Task instructions — Count the lines in the records below that contain the string "reflection", with case counting, and give only that number.

'''

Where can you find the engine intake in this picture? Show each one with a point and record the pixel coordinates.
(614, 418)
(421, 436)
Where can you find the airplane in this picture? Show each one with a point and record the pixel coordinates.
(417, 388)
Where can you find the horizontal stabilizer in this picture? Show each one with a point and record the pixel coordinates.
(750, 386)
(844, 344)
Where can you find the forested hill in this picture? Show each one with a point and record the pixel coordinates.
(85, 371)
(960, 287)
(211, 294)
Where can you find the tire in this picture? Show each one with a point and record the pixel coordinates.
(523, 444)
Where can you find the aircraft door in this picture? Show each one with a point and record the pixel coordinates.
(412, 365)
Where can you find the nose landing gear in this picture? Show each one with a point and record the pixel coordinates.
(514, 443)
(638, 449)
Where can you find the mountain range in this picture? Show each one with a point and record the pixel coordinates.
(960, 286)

'''
'''

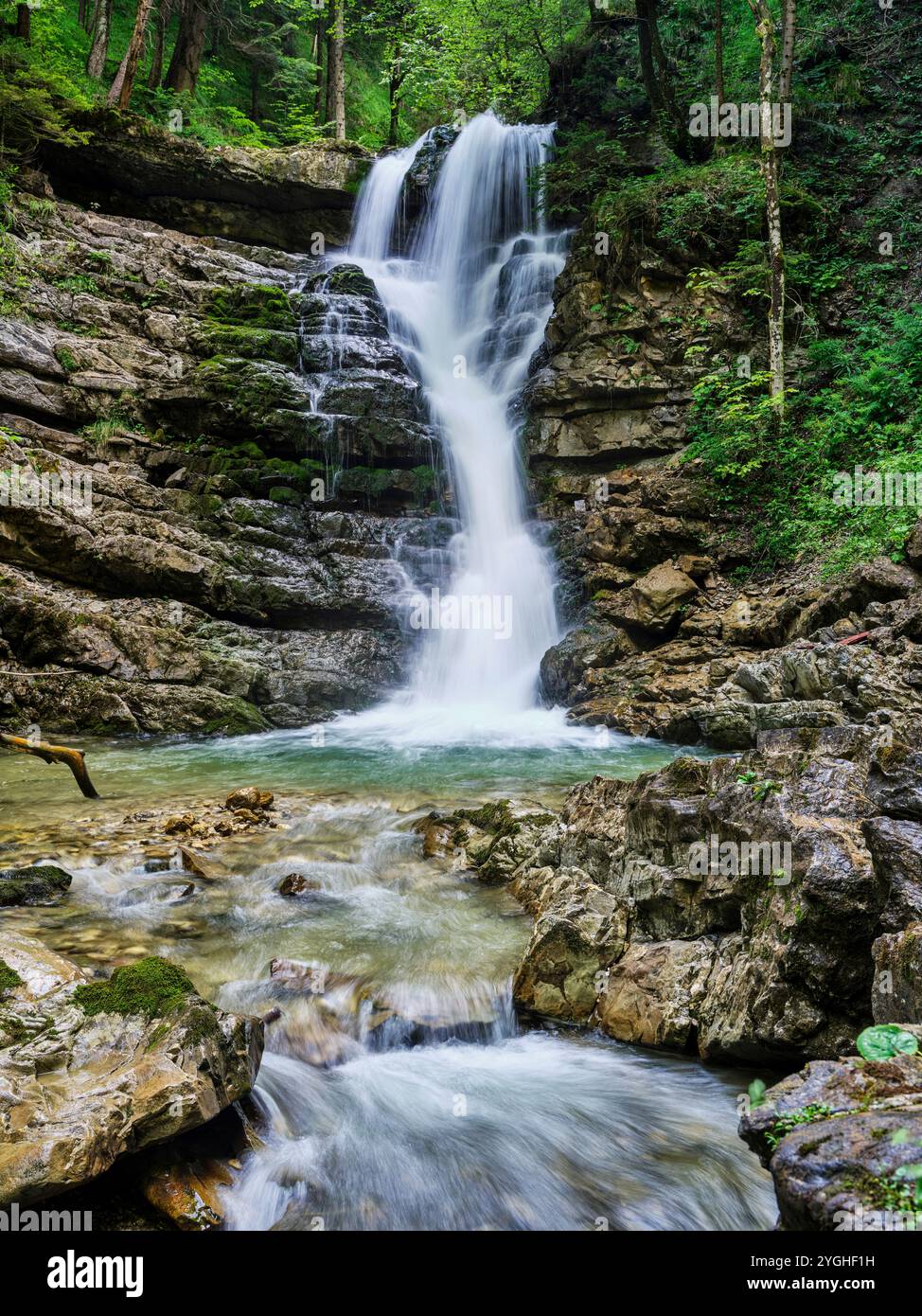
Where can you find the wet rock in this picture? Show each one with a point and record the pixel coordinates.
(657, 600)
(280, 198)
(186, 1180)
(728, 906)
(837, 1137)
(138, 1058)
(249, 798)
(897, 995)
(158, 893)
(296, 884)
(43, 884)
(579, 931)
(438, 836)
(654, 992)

'''
'''

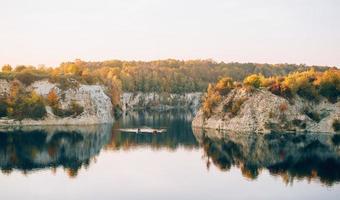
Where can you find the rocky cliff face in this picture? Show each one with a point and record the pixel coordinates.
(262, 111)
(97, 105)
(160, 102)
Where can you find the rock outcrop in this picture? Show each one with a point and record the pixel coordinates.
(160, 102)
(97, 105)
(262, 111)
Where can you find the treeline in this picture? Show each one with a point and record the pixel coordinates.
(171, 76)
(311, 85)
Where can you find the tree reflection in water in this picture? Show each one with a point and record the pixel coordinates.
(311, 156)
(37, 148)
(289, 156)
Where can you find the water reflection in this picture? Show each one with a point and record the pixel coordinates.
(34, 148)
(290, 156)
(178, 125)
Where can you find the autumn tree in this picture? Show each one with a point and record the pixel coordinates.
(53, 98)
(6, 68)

'''

Exercise response — 2